====== READING TEXT ======

Nintendo Entertainment System
I completely missed the first generation of console gaming. That's right - there was never an Atari 2600 in the house when I was growing up. In fact, I did not own a Colecovision or Intellivision console either. I vaguely remember playing around with some of these things at a friends house but we missed the first generation of consoles. What we had instead was the Commodore Vic-20 and I honestly never knew the difference. There were plenty of games available and I could do other things the Vic-20 also.
That would all change one Christmas morning. I woke up and noticed a large box with my name on it! What could it be? I was running through the options in my head all morning. Finally, we started opening presents and I saved it for last. When I opened it, I got super excited when I saw it was the Nintendo Entertainment System and several games. The picture here on the left is a pretty fair representation of what I opened - the NES, games, zapper, controllers, and the robot were all there. By the way, I still dig all of that stuff except for the stupid robot. I never did like using it and I still hate it to this day...lol.
I immediately got everything opened and out of the package. We got the instructions laid out and then got it all hooked up. For the next several hours, I was lost in the den/game room trying out the Nintendo. I was hooked right from the moment I put in Duck Hunt and started zapping away. Of course, Duck Hunt did not get a lot of play after that day. As soon as I played some of the other games, I knew I just wanted to play until I beat them!

====== ENTRIES SHOWN ======

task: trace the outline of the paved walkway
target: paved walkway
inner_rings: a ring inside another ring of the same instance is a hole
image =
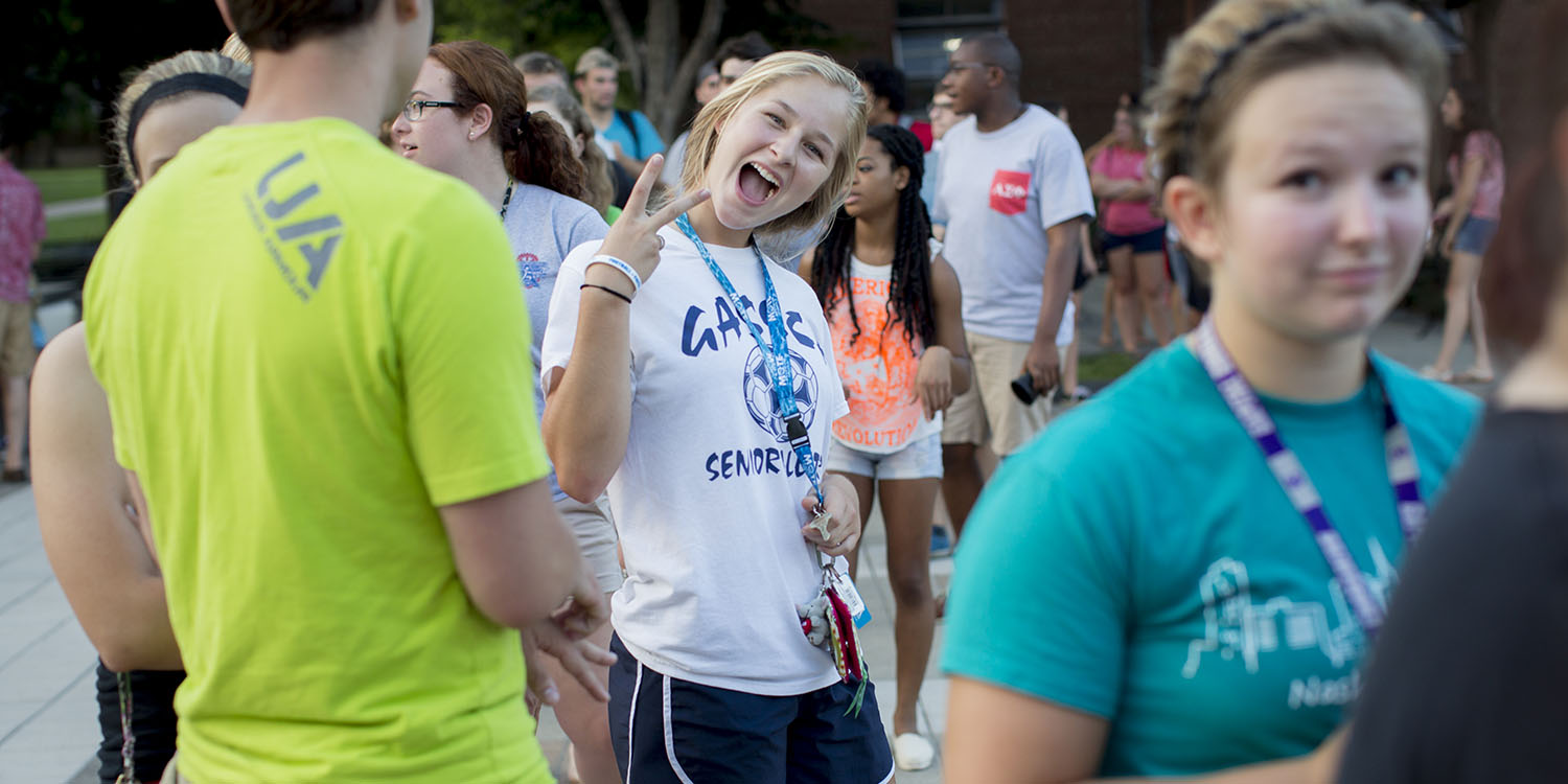
[[[1090,285],[1085,299],[1099,303],[1104,281]],[[1098,334],[1098,317],[1096,306],[1085,307],[1080,325],[1085,334]],[[1436,354],[1438,343],[1436,329],[1422,332],[1422,328],[1421,318],[1396,314],[1377,331],[1374,343],[1388,356],[1421,367]],[[1457,367],[1468,367],[1468,353],[1461,353]],[[99,737],[94,652],[49,571],[31,489],[6,488],[9,494],[0,495],[0,784],[89,784],[96,781],[93,754]],[[861,575],[861,591],[873,615],[864,630],[864,644],[886,720],[892,715],[895,688],[892,594],[884,571],[884,541],[881,516],[873,513],[866,532]],[[941,593],[952,574],[952,561],[935,560],[931,572]],[[938,624],[931,665],[920,691],[922,723],[938,740],[946,731],[947,715],[947,682],[936,668],[941,651],[942,626]],[[550,717],[541,721],[539,742],[560,773],[566,739]],[[938,782],[939,765],[900,773],[898,781]]]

======

• _EXERCISE DESCRIPTION_: Rewrite the stretch from "I immediately got" through "I beat them!" in the Nintendo reading, putting "whole afternoon" wherever "several hours" occurs.

• _SOLVED EXERCISE_:
I immediately got everything opened and out of the package. We got the instructions laid out and then got it all hooked up. For the next whole afternoon, I was lost in the den/game room trying out the Nintendo. I was hooked right from the moment I put in Duck Hunt and started zapping away. Of course, Duck Hunt did not get a lot of play after that day. As soon as I played some of the other games, I knew I just wanted to play until I beat them!